*Challenge:*
Rewrite every line of the records below except the pictures. Shift each answer coordinate by adding -49 to both of its numbers, and leave all other lines, including the sample points that show the format, unchanged.

*The records:*

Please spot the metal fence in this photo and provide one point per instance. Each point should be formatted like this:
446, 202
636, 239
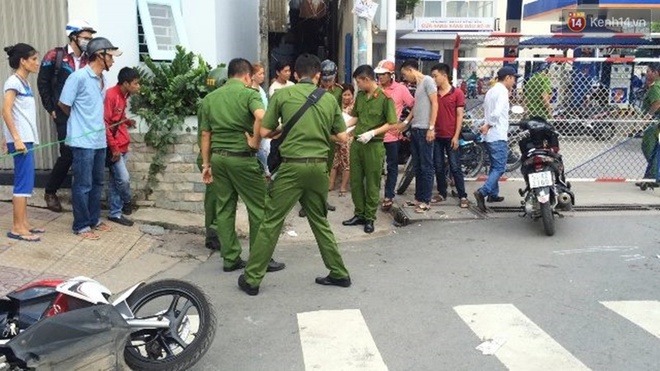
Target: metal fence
595, 103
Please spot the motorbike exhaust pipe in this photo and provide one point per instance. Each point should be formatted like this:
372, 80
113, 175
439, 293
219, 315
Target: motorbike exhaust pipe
564, 198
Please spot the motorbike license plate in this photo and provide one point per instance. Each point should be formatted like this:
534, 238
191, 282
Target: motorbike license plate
542, 179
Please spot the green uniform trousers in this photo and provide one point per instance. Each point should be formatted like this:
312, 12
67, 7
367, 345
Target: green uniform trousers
366, 171
237, 177
294, 182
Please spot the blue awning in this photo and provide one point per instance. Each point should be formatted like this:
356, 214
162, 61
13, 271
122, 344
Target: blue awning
574, 42
417, 53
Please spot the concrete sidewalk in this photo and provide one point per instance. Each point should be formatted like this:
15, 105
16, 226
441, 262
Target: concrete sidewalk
127, 255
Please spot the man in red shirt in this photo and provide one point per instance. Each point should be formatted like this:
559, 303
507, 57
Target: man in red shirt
118, 140
451, 106
402, 97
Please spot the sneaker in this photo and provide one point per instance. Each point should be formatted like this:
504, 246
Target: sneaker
53, 202
127, 209
121, 220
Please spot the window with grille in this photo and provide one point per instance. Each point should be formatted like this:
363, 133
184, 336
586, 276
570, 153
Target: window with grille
160, 28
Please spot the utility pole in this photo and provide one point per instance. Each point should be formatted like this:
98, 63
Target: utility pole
263, 38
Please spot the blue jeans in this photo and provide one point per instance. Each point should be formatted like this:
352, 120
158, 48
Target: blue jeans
392, 159
120, 186
441, 147
498, 152
86, 187
422, 156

*Final answer:*
Please spot the metal fence in this photo and provide one point per instance. Each point should be formatted like this:
446, 202
636, 239
Target: metal fence
546, 54
Please spot the motorbike exhaust pipe in this photo and provide one point per instance. Each point should be formatted like this:
372, 80
113, 175
439, 293
219, 315
Target: motorbike exhaust pipe
515, 149
Please spot the motorbike license plate in this photo and provide one point per instance. Each point should be formatted like this:
534, 238
191, 282
Target: motorbike license plate
493, 130
Please spot the green uniform trousers in this photo and provide one point per instance. Each point should be formatted like this:
312, 12
67, 7
367, 345
Target: green uniform trousers
317, 122
188, 128
245, 133
Please spot the blue awning in this photo and provide one point per instance. Each point should be formatted like this:
356, 214
162, 61
13, 271
122, 344
Target: blue awning
525, -7
368, 4
Please spot the concrete sidewalk in this photo and provide one point per instance. Each point should be formatted like this:
15, 105
16, 226
441, 262
Target: concrete sidewalk
78, 206
Please spot the man in red shirt in this photo and provide one point per instance. Each point should be formatted like this:
559, 303
507, 57
Target: man in red shirt
69, 91
402, 57
353, 48
Please spot the sneaker in this photo and provide one point per instance. Each point should be formatted like this:
504, 246
Target: sneaker
4, 153
78, 160
72, 171
Please spot the window with grille in this photo and provide one point per instance. Each point should be formatted like this:
363, 133
184, 336
586, 276
570, 153
Target: window with grille
111, -21
Please spot the utility pole in this photo and provide one point per instance. Each point should be formatted like this:
98, 63
Target: utility pole
214, -11
Please spot the blue jeans in this photo and provide one point per instance. Each point should be formatted like this:
352, 120
158, 48
Target: blue jeans
343, 110
71, 137
392, 98
449, 103
37, 138
373, 107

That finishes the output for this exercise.